### Teks Dokumen
Pertanian adalah sektor yang  sangat rentan terhadap perubahan iklim, karena iklim adalah penentu utama dari produktivitas pertanian (Adams, at.al., 1998). Menurut Subarjo, negara-negara dengan kondisi geografis yang lebih khusus seperti India dan Afrika akan mengalami penurunan produksi pertanian yang lebih tinggi lagi (Muslim,2013). Kebanyakan negara berkembang, sektor pertanian memberikan mata pencaharian utama dan pekerjaan bagi sebagian besar penduduk dan memberikan kontribusi jauh terhadap PDB nasional. Menurut Komisi untuk Afrika 2005, Oleh karena itu, penurunan produksi pertanian yang disebabkan oleh Perubahan iklim di masa depan serius dapat melemahkan ketahanan pangan dan memperburuk mata pencaharian kondisi bagi penduduk miskin pedesaan (Calzadilla, at.al., 2010).
Perubahan iklim terjadi di Indonesia dan berdampak pada wilayah wilayah pertanian dan kawasan pesisir (Adger, 2001). Sektor pertanian merupakan salah satu sektor penting yang mengalami dampak perubahan iklim, terutama diakibatkan oleh banjir, kekeringan, dan hama (IPB, 2009), di Indonesia merupakana salah satu negara yang mengalami dampak perubahan iklim dalam sektor pertanian. Sektor pertanian yang mengalami dampak dari perubahan iklim antara lain seperti tanaman pangan, padi, jagung kedelai maupun cabai.
Cabai termasuk tanaman yang mengalami kerusakan akibat perubahan iklim yang ekstrim. Akibatnya, terjadi penurunan produksi yang cukup signifikan sehingga kenaikan harga tidak dapat dihindarkan. Menurut Herlina, 2010, tanaman cabai merupakan salah satu komoditas hortikultura yang memiliki nilai ekonomi penting di Indonesia (Maulidah, at.al., 2012).
Cabai dapat tumbuh baik di dataran tinggi maupun dataran rendah. Akan tetapi, tanaman cabai tidak tahan terhadap hujan, terutama pada waktu berbunga karena bunga- bunganya akan mudah gugur (Sunarjono, 2010). Kondisi cuaca yang tidak menentu yang menyebabkan itensitas hujan lebih tinggi menyebabkan penurunan produksi cabai pada khir tahun 2010 hingga awal tahun 2011 mencapai 50% (Anonim, 2010).

### Data yang Ditampilkan
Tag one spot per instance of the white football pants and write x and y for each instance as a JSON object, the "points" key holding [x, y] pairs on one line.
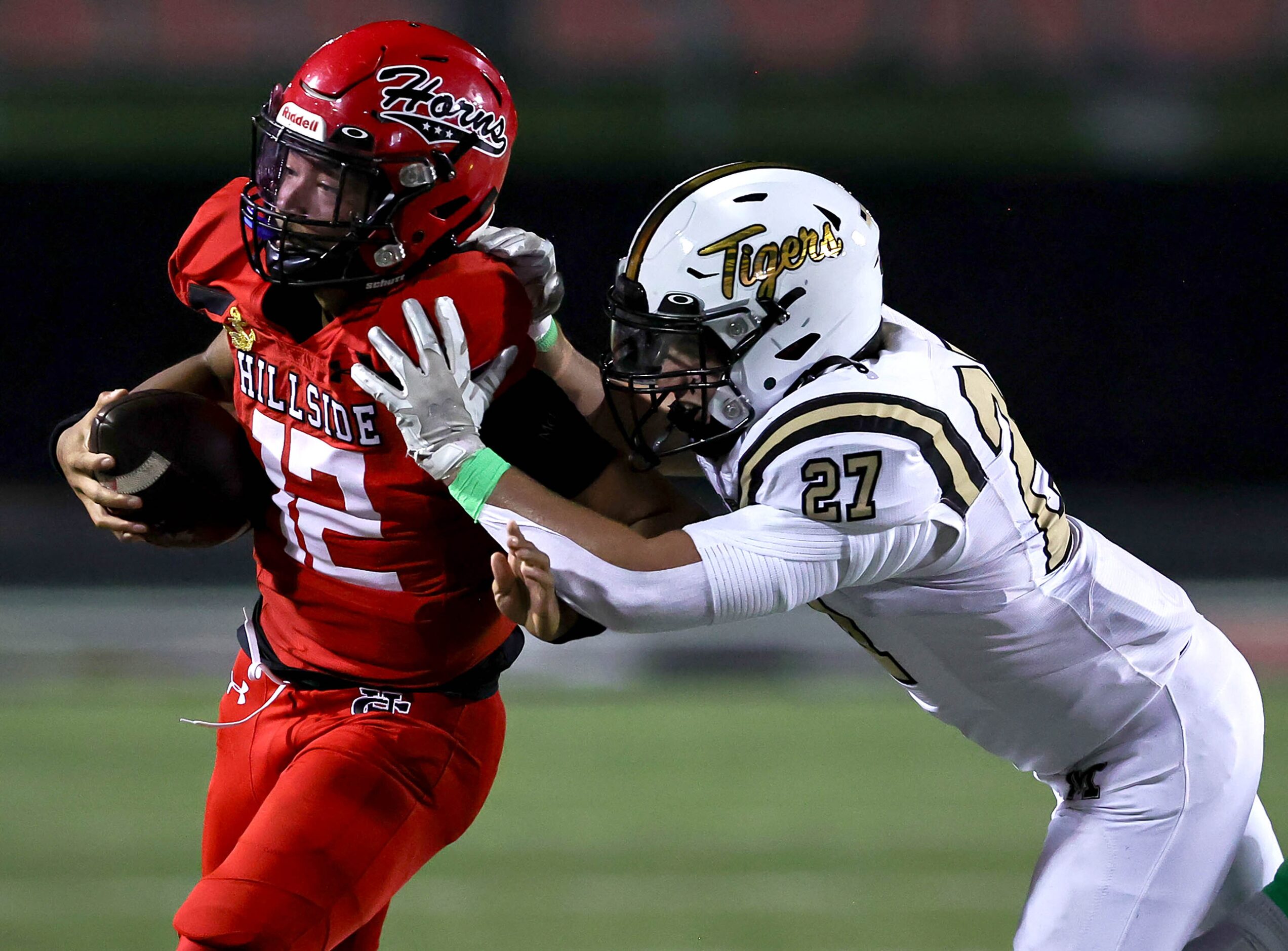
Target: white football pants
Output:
{"points": [[1159, 833]]}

### Petunjuk
a) Dalam teks tentang perubahan iklim dan pertanian, berapa besar penurunan produksi cabai pada akhir tahun 2010 hingga awal tahun 2011?
b) Sebutkan semua penyebab dampak perubahan iklim pada sektor pertanian yang disebutkan dalam teks tentang perubahan iklim dan pertanian.
c) Teruskan teks tentang perubahan iklim dan pertanian, dimulai setelah kalimat terakhirnya.

### Jawaban Latihan
a) Penurunannya mencapai 50%.

b) Banjir, kekeringan, dan hama.

c)
Desa Bulupasar, Kecamatan Pagu, Kabupaten Kediri, dikenal dengan pertanian cabainya. Seperti di daerah lain, produksi cabai pada musim tanam tahun 2010, di lokasi ini juga mengalami penurunan karena curah hujan yang meningkat, yakni dari 1.415 mm pada tahun 2009 menjadi 1.943 mm pada tahun 2010, sehingga jumlah produksinya jauh lebih rendah daripada musim tanam tahun 2009 (BMKG Karangploso, 2011).  Dengan penurunan cabai yang dialami oleh petani desa Bulupasar maka penulis merumuskan beberapa tujuan yaitu,  (1) Mendeskripsikan pengetahuan dan sikap petani cabai rawit terhada perubahan iklim di Desa Bulupasar, Kecamatan Pagu, Kabupaten Kediri; (2) Mengetahui dampak perubahan iklim terhadap produksi dan harga cabai rawit pada tahun 2009 dan 2010 di di Desa Bulupasar, Kecamatan Pagu, Kabupaten Kediri; dan (3) Menganalisis dampak perubahan iklim terhadap pendapatan petani cabai rawit pada tahun 2009 dan tahun 2010 di Desa Bulupasar, Kecamatan Pagu, Kabupaten Kediri.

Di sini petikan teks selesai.